Return, unchanged, the stretch of the data below from the line containing "The client would like the bounding box for the distant" through the end of the data, and nothing else.

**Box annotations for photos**
►
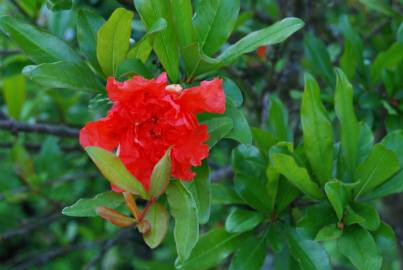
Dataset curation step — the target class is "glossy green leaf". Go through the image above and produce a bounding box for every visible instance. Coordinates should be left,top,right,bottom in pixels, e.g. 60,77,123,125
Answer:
193,0,240,55
0,16,81,64
218,18,304,65
225,208,264,233
149,148,172,197
176,228,244,270
337,227,382,270
371,42,403,84
287,228,332,270
46,0,73,11
181,42,220,78
334,69,359,177
315,224,343,241
171,0,194,47
3,74,26,120
116,59,152,78
229,230,268,270
143,203,169,248
187,161,211,224
85,146,149,199
77,9,105,70
354,144,400,198
325,180,349,220
127,18,167,63
167,181,199,262
62,191,124,217
267,95,292,141
224,100,252,145
202,117,233,149
271,153,323,199
232,145,270,211
365,130,403,199
23,62,104,93
97,8,133,76
134,0,180,82
301,74,333,184
223,78,243,108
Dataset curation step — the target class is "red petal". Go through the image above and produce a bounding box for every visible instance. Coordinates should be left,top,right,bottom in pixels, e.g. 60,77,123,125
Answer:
177,79,225,113
106,73,168,101
80,108,126,151
171,125,209,181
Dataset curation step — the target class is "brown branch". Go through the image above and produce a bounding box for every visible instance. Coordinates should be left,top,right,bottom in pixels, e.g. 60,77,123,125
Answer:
0,119,79,137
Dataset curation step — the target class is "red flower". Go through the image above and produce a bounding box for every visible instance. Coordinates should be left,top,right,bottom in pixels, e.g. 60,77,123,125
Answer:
80,73,225,191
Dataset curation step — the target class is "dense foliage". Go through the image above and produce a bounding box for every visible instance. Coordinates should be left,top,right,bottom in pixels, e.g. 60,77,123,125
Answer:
0,0,403,270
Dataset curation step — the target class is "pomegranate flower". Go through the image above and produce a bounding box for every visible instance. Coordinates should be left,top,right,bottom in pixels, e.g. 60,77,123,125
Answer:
80,73,225,191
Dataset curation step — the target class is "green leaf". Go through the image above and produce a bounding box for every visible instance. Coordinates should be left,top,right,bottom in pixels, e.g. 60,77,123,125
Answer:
149,148,171,197
354,144,400,198
202,117,233,149
85,146,149,199
267,95,292,141
62,191,125,217
301,74,333,185
3,74,26,120
325,180,349,221
167,181,199,262
297,202,337,238
352,203,381,231
287,228,332,270
315,224,343,241
127,18,167,63
364,130,403,199
337,227,382,270
143,203,169,248
187,161,211,224
339,15,363,80
218,18,304,66
134,0,180,82
116,59,152,78
46,0,73,11
304,32,335,86
0,16,81,64
193,0,240,55
271,153,323,199
229,230,268,270
77,10,105,70
224,100,252,144
252,128,277,156
371,42,403,84
334,69,359,178
22,61,104,93
223,78,243,108
225,208,264,233
181,42,220,78
232,145,270,211
97,8,133,76
171,0,194,48
177,228,244,270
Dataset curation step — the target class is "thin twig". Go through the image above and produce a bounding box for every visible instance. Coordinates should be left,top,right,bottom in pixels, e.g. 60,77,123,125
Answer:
0,119,79,137
0,211,62,242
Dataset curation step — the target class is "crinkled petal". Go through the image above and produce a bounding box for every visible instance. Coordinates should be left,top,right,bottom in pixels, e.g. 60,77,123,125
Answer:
80,109,126,151
177,79,225,114
171,125,209,181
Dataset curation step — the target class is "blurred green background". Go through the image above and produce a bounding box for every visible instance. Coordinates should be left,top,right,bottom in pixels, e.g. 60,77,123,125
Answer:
0,0,403,270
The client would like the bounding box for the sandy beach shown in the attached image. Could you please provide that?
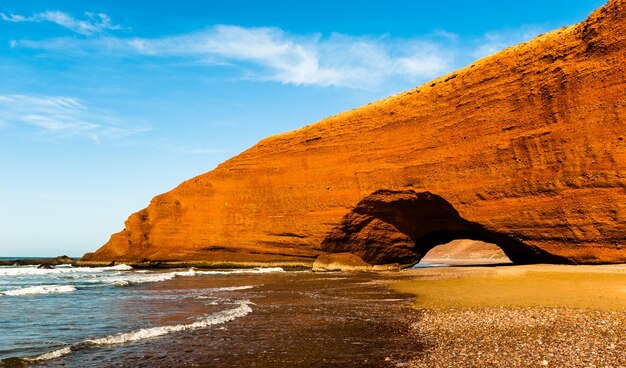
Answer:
[391,265,626,367]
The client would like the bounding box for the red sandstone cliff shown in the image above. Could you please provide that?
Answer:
[83,0,626,264]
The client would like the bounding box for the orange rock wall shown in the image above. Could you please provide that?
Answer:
[84,0,626,263]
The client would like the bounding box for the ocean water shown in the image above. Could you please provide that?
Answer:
[0,265,418,367]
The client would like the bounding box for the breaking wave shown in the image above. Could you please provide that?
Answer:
[23,300,252,362]
[0,285,76,296]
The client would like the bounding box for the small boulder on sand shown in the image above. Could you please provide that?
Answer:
[313,253,372,272]
[372,263,402,271]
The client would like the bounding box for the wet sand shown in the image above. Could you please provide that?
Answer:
[391,265,626,367]
[18,265,626,367]
[37,272,422,367]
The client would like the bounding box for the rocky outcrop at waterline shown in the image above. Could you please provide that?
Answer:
[83,0,626,265]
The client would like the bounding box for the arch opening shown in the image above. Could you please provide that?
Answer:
[321,190,564,265]
[416,239,512,267]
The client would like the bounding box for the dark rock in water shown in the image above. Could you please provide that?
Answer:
[53,255,74,264]
[0,256,75,268]
[82,0,626,266]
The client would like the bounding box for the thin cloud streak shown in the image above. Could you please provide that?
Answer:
[11,25,455,89]
[0,11,540,90]
[0,10,121,36]
[471,25,546,59]
[0,94,146,142]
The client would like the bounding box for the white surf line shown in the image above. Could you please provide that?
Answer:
[0,285,76,296]
[23,300,252,362]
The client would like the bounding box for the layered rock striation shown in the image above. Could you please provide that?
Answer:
[83,0,626,265]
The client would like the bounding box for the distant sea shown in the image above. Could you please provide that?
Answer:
[0,264,417,367]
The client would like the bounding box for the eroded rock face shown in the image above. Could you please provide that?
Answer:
[84,0,626,265]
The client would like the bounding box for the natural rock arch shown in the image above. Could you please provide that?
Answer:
[322,190,567,264]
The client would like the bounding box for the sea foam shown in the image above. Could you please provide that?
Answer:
[0,285,76,296]
[25,300,252,362]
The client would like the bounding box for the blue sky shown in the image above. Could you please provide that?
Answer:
[0,0,605,256]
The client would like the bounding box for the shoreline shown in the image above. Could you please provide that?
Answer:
[386,265,626,368]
◄
**Written reply**
The client would like the bounding box for the distant sea shown in the image above. Could you please provide that?
Answer:
[0,264,417,367]
The client would like the bounding box for the eroded rock face shown in the image above. Could you please provide that?
Answer:
[84,0,626,265]
The client would like the bounding box for the natural rock arch shown in the image above. Could you please provide that?
Answer:
[322,190,567,264]
The client would like the bounding box for the sea foam shown in the image above. Could you please provide that?
Answer:
[0,285,76,296]
[25,300,252,362]
The client would like the bounding box for the blue sky shown in the image above. Could you please provide that?
Answer:
[0,0,605,256]
The client would like the bounding box for the shoreline shown in the image above. Could you please provide that?
Answer:
[386,265,626,368]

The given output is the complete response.